>> Start DATA PROVIDED

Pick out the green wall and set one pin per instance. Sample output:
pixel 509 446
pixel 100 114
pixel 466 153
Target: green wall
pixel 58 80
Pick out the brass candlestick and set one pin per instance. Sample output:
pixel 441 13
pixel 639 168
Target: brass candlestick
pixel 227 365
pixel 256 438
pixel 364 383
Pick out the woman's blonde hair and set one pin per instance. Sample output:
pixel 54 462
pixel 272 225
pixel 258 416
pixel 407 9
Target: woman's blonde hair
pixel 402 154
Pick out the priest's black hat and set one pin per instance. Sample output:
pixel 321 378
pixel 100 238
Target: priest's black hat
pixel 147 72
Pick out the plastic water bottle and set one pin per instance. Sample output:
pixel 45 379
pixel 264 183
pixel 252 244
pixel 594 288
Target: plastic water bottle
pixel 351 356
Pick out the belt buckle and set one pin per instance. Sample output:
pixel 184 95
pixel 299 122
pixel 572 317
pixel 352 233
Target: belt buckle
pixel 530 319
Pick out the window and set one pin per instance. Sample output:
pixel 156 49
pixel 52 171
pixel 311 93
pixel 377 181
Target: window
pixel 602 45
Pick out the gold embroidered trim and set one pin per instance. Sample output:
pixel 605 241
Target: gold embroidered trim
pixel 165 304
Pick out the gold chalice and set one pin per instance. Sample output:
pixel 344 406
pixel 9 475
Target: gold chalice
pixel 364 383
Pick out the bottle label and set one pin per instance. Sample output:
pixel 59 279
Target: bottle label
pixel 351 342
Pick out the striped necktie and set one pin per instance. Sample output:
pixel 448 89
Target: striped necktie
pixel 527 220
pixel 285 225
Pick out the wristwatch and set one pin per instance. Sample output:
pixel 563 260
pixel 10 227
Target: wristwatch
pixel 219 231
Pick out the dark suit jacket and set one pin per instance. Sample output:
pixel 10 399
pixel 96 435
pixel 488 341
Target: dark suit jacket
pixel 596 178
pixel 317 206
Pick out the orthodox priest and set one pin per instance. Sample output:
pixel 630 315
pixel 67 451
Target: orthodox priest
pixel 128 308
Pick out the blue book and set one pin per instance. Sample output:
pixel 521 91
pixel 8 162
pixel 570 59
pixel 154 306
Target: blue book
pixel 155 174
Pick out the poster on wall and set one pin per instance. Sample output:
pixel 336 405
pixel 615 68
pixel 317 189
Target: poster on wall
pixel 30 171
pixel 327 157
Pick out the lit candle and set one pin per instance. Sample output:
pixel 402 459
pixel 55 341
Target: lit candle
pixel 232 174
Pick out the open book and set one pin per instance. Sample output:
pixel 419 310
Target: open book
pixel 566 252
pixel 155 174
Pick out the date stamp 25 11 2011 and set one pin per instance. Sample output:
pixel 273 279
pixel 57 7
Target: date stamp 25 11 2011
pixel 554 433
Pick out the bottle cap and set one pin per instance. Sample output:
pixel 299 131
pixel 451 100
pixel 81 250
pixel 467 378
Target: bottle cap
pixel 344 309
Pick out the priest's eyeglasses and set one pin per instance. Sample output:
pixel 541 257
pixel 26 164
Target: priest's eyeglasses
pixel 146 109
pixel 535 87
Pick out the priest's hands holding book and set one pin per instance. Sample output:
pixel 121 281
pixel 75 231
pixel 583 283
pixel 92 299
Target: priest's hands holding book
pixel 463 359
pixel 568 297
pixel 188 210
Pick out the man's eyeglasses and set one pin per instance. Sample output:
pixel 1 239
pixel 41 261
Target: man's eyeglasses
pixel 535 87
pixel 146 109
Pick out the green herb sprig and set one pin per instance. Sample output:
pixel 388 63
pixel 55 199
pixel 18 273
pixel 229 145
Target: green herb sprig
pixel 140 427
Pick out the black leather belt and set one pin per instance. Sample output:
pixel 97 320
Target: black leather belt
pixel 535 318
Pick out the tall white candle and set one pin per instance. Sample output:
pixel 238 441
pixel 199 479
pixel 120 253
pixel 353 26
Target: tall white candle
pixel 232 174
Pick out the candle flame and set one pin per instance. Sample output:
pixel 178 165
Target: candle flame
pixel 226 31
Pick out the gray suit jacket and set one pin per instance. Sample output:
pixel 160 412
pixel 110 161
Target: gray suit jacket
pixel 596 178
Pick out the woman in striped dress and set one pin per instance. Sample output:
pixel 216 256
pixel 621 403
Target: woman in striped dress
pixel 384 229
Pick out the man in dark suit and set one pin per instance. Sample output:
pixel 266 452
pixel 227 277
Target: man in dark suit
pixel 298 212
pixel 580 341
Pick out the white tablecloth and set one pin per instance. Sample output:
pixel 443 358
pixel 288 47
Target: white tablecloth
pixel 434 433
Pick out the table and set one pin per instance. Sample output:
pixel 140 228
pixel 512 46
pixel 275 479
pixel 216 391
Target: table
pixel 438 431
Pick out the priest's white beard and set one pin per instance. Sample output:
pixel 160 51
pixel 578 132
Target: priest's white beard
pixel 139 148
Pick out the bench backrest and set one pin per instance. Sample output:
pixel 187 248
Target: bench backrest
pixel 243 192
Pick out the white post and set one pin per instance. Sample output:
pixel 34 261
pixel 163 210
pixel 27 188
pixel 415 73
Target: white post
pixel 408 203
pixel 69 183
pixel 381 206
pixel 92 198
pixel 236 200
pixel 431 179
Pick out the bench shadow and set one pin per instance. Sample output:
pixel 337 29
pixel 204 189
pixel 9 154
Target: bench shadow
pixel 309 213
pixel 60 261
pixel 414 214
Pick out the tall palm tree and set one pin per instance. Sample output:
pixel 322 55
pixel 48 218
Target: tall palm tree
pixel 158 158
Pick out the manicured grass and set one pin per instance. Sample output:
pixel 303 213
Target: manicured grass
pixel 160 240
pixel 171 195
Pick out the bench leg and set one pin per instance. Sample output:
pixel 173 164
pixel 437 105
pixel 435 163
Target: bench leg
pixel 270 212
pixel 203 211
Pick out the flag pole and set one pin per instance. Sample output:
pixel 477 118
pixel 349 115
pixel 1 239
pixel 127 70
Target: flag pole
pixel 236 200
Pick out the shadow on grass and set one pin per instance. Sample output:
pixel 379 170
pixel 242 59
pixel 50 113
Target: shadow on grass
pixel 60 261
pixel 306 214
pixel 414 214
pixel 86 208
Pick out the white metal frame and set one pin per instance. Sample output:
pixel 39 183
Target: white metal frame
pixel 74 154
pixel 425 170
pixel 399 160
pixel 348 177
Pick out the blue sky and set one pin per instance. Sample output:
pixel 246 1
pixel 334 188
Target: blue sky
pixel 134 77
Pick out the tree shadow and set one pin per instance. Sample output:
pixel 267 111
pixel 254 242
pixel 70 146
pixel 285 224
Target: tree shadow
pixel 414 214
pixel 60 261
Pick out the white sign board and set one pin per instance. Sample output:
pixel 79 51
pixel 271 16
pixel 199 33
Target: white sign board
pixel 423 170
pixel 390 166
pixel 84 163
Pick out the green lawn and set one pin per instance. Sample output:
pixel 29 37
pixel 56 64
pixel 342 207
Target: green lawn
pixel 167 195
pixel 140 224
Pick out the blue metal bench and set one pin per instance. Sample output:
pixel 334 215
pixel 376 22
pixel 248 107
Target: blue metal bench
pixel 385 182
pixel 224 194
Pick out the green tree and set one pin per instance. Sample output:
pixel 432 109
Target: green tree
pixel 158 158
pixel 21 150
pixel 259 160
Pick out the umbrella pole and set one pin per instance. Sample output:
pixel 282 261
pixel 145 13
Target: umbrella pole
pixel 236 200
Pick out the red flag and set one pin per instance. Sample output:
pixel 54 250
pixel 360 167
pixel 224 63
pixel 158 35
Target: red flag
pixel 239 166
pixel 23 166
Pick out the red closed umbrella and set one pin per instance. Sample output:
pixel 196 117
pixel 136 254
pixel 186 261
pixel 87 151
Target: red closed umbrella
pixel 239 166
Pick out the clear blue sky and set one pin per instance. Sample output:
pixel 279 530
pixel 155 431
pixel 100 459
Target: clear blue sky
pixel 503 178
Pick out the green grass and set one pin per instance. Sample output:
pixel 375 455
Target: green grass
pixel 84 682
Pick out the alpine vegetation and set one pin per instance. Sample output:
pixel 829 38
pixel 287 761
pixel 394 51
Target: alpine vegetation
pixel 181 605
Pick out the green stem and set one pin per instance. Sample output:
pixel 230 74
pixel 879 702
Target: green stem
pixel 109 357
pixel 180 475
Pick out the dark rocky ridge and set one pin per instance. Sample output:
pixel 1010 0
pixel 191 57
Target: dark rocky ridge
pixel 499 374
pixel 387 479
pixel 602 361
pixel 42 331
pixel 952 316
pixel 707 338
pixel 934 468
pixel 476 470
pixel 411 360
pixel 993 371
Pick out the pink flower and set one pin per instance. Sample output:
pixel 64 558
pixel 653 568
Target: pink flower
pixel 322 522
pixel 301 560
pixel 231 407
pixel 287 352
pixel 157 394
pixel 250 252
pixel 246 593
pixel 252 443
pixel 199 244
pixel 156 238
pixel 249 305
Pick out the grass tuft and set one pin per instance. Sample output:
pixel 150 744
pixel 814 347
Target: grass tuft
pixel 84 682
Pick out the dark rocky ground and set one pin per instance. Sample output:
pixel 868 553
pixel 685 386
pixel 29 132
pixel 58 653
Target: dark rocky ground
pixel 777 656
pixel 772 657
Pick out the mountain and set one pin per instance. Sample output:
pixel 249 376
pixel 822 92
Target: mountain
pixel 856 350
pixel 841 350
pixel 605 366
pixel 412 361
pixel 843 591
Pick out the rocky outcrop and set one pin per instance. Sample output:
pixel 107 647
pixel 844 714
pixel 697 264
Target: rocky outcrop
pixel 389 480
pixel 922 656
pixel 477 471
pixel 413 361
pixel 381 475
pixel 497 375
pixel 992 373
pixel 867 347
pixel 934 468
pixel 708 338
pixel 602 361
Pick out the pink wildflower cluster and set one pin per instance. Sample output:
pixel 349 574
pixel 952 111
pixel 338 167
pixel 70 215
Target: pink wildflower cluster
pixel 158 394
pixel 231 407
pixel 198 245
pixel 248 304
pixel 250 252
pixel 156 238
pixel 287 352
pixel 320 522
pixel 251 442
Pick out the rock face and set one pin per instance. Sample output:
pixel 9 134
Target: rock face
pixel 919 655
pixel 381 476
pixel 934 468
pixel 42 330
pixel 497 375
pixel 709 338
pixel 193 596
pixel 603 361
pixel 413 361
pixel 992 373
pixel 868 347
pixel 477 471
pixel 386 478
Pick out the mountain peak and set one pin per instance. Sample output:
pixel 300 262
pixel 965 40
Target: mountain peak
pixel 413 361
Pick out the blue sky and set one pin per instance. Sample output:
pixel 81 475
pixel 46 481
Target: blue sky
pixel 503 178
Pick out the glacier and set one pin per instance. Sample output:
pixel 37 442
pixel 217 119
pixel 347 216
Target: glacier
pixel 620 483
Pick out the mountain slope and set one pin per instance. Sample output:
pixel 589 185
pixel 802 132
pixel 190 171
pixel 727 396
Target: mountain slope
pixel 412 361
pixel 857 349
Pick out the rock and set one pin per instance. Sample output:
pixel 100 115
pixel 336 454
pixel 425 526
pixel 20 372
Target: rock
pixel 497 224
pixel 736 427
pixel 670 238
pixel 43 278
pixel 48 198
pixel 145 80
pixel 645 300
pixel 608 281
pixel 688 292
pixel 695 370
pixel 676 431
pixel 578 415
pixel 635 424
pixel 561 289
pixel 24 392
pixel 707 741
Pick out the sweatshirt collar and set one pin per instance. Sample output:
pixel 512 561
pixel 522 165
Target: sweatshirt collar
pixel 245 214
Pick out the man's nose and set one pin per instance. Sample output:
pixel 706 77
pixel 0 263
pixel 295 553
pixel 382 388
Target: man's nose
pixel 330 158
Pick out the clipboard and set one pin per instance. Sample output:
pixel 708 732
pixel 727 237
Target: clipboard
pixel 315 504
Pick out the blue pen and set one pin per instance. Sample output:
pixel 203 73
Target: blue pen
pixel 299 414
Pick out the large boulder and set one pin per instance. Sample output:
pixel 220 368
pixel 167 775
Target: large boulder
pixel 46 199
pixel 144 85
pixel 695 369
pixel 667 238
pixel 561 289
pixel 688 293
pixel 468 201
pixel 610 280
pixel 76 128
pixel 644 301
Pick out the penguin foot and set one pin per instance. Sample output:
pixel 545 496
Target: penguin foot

>> End DATA PROVIDED

■ INSTRUCTIONS TO FOLLOW:
Output the lines above exactly as they appear, from the line containing "Pick out the striped" down through the line containing "pixel 219 231", both included.

■ WRITTEN ANSWER:
Pick out the striped necktie and set one pin per instance. Sample output:
pixel 448 89
Target: striped necktie
pixel 527 220
pixel 285 225
Pick out the wristwatch and set one pin per instance. Sample output:
pixel 563 260
pixel 10 227
Target: wristwatch
pixel 219 231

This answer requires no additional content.